Given records —
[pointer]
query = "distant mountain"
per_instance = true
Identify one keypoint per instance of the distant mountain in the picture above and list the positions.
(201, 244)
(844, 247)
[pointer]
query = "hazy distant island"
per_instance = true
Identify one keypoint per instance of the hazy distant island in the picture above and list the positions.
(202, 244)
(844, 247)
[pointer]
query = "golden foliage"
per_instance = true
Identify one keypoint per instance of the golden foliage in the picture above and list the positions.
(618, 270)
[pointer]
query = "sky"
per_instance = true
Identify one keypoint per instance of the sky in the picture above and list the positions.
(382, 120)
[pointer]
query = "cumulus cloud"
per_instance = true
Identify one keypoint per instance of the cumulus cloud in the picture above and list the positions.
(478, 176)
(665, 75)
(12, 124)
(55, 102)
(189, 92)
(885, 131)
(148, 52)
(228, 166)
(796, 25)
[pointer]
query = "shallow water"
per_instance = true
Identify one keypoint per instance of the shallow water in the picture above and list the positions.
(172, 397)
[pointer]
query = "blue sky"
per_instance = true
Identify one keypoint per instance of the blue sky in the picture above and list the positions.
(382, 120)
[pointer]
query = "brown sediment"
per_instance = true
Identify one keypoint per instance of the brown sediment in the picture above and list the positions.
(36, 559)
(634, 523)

--

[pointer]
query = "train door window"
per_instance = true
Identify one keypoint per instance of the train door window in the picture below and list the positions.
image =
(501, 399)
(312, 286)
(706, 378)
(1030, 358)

---

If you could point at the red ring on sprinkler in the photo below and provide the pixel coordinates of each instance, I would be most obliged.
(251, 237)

What you should do — Extract every line of the material above that contains the word "picture". Treat uppercase and lowercase letters as different.

The reply —
Identify one keypoint per instance of the distant mountain in the picture above and list the positions.
Identify one keypoint per instance of the hazy distant island in the picture above and list the positions.
Identify one keypoint per instance of the golden foliage in the picture above and list the positions.
Identify one keypoint per instance of the sky in the picture above and list the positions.
Identify one keypoint per instance of the cumulus cloud in the picture above and list the positions.
Identify one keypoint per instance of the shallow water in the picture above and list the positions.
Identify one keypoint per instance of the blue sky in the picture above and list the positions.
Identify one keypoint per instance of the brown sediment in the picture above and list the positions.
Identify one keypoint per instance of the train door window in the picture below and list the positions.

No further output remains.